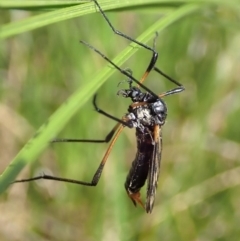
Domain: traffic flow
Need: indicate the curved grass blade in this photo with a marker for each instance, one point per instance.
(58, 15)
(59, 119)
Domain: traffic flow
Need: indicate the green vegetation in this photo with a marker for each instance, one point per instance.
(47, 83)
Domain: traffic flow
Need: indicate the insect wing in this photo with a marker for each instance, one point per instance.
(154, 169)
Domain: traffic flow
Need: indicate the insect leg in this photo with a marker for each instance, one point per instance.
(123, 71)
(96, 176)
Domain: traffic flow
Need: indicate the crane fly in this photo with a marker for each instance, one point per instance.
(147, 114)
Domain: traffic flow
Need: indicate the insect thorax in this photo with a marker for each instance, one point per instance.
(151, 110)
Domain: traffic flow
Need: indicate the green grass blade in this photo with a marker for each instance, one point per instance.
(59, 119)
(44, 19)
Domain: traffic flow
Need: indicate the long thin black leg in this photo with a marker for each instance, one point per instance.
(106, 140)
(126, 73)
(96, 176)
(120, 33)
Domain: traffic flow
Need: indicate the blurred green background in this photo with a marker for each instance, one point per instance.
(198, 195)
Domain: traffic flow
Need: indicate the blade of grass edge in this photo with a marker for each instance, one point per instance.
(43, 19)
(63, 114)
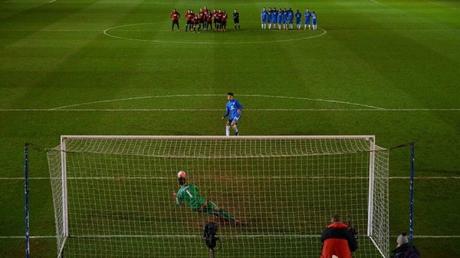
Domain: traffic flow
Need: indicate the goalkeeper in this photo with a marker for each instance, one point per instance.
(190, 195)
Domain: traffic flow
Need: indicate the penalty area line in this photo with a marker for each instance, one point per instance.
(218, 110)
(242, 178)
(229, 236)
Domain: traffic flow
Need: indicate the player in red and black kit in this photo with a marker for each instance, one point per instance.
(196, 23)
(339, 239)
(189, 16)
(224, 21)
(175, 19)
(205, 18)
(218, 20)
(209, 22)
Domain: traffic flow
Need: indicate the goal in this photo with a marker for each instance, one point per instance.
(113, 195)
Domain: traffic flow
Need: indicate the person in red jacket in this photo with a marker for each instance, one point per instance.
(175, 19)
(339, 240)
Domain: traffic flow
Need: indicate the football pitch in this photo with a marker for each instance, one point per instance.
(388, 68)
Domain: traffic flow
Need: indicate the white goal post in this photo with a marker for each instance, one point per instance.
(113, 195)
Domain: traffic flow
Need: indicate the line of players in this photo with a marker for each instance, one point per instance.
(205, 19)
(283, 19)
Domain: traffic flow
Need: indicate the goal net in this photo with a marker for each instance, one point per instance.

[Directions]: The listing above must be printed again exactly, minus its pictures.

[Result below]:
Domain: traffic flow
Need: indicate the curved grass blade in this photo with a marker for each instance, one point per instance.
(58, 15)
(59, 119)
Domain: traffic flow
Need: indicate the green vegetation in this photo with a marker for each instance, one point per instance.
(47, 83)
Domain: traffic flow
Need: indicate the insect wing in this photo with a marker for each instance, one point per instance.
(154, 169)
Domain: traffic flow
Need: indicate the insect leg in this photo with a marker for each instance, one point per instance.
(123, 71)
(96, 176)
Domain: traffic flow
Need: indicate the crane fly in this photo with a marker for each instance, one point per instance.
(147, 114)
Domain: traffic flow
Need: indicate the insect thorax in this photo with a marker for each instance, one point per instance.
(151, 110)
Domain: traffic flow
Need: indicate the green grass blade in this photo with a marker for each instance, one point per instance.
(59, 119)
(44, 19)
Domain: traffic flow
Need: indicate the long thin black leg in this photo with a marker for each instance, one point per instance.
(106, 140)
(126, 73)
(96, 176)
(120, 33)
Domain: traffic flow
Need: indicate the blurred green background in this photo with a marker for each instance, one point per instance.
(198, 195)
Domain: traffic flow
Need: indicate the blade of grass edge in this photo with a marker for each instance, one point per instance.
(43, 19)
(63, 114)
Domain: traffic flow
Need: indicate the goalkeeper in this photo with a marker for each instance, one point per instance.
(190, 195)
Domain: traffic flow
Need: indicate the penalty area line in this photo with a marker for each instance, one point per instance.
(218, 110)
(242, 178)
(229, 236)
Domain: traffic flow
Need: indicate the player in red and black kit in this photo with a marker for each instance, one point per instance.
(196, 23)
(339, 239)
(189, 16)
(224, 21)
(175, 19)
(205, 18)
(218, 20)
(209, 22)
Domain: traffic flow
Need: indicate the goal in this photo with a marker for each instance, one point per instance.
(113, 195)
Domain: traffic flow
Need: indicate the person in red jacket in this photo with a marker for each instance, one point per instance.
(175, 19)
(339, 240)
Domain: traffic flow
Need: indicate the football pitch in this photo with a marker for each instance, one point per instance.
(388, 68)
Domain: traffic flow
Need: indicate the white goal post in this photo with a marker for each instance, one point per instance.
(113, 195)
Domain: traffic flow
Need: indicate the line of players in this photo with a marker for each instance, one point per instance.
(205, 19)
(283, 19)
Domain: traffic flow
Need: indicate the goal net in this photo with a marker for each instance, one point per instance.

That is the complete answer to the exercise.